Court of Appeal rules on assessing damages in a professional negligence case

It was alleged that the defendant firm of solicitors had negligently advised the original claimant in this action to abandon an incremental claim under a scheme to compensate former miners suffering from a condition known as vibration white finger. The key issue in this case was whether the recorder had erred in taking into account evidence which had not (and could not have) been available at the time of the settlement in this case when assessing the claimant's loss (namely, a 2013 report of a jointly instructed expert who had assessed the severity of the deceased's condition as being lower than that reported in a medical assessment process report produced in 2003 (the year in which the claim settled)).

The Court of Appeal started from the basic principle that where negligence by lawyers has prevented a claim being brought (or has led to an under-settlement), the measure of loss is the difference between what the claimant got and what it would have got, absent the negligence. If the value of the original lost claim cannot be assessed as hopeless or cast-iron, the court must assess a percentage prospect of success as applied to what would have been recovered if the original claim had been recovered in full. The Court of Appeal pointed out that "the court is seeking to establish what was lost by the claimant, as at the date, often the notional date, of the original trial or settlement".

= Parts of the exercise =
[1] Write out the passage of the appeal ruling text starting at "Court of Appeal rules" and ending at "the claim settled)).".
[2] Extend the text on the appeal ruling about damages, picking up after its final sentence.
The entries that come next are drawn from a separate source, not from the appeal ruling.

Collected data:
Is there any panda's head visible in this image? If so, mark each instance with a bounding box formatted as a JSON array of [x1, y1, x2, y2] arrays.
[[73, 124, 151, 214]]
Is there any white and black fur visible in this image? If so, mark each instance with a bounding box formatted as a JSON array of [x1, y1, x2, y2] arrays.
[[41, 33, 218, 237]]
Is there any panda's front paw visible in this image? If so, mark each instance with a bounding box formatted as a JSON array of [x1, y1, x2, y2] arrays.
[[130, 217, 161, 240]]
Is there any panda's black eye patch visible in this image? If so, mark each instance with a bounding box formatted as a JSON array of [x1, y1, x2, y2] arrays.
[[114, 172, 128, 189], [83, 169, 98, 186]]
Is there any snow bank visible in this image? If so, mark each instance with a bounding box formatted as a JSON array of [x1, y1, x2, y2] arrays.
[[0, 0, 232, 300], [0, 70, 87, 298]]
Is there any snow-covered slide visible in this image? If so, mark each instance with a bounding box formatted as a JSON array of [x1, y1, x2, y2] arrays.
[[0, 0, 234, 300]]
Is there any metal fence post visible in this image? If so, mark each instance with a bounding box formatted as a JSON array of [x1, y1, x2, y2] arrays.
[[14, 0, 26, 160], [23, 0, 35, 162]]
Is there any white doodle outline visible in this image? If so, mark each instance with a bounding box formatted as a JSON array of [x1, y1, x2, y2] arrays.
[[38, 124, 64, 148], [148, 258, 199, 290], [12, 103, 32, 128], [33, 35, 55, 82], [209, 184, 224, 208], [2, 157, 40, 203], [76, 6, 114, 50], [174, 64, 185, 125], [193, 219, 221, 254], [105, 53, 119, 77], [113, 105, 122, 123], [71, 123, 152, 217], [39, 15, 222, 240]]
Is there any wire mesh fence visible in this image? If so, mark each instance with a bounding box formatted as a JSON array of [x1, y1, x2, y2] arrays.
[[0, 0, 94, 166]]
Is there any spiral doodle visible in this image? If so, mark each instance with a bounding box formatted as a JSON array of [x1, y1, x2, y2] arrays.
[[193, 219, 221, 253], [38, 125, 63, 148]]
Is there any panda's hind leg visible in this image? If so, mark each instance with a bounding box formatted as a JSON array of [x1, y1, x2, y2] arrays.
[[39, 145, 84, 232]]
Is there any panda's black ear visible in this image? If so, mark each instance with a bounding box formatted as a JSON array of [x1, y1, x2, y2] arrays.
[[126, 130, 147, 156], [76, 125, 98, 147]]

= Results of the tasks =
[1]
Court of Appeal rules on assessing damages in a professional negligence case

It was alleged that the defendant firm of solicitors had negligently advised the original claimant in this action to abandon an incremental claim under a scheme to compensate former miners suffering from a condition known as vibration white finger. The key issue in this case was whether the recorder had erred in taking into account evidence which had not (and could not have) been available at the time of the settlement in this case when assessing the claimant's loss (namely, a 2013 report of a jointly instructed expert who had assessed the severity of the deceased's condition as being lower than that reported in a medical assessment process report produced in 2003 (the year in which the claim settled)).

[2]
Where "relevant after-coming evidence" would and should have been available at the notional trial date, had the litigation been competently conducted, it can be taken into account when assessing loss. However, where, as here, the after-coming evidence would not have been available, it cannot be taken into account. It is possible to depart from that basic principle in exceptional circumstances though: "In my view there must be a requirement for a significant or serious scale to the consequences of the supervening event, before it should be permitted to establish an exception to the normal principle. Unless there is some such threshold, there will be a continuing pressure to admit fresh evidence which would not have been available at the original notional trial, on all aspects of such cases, dependent on the energy and resources of the parties to the professional negligence action and their insurers".

Accordingly, the recorder had erred and the case was remitted for a rehearing.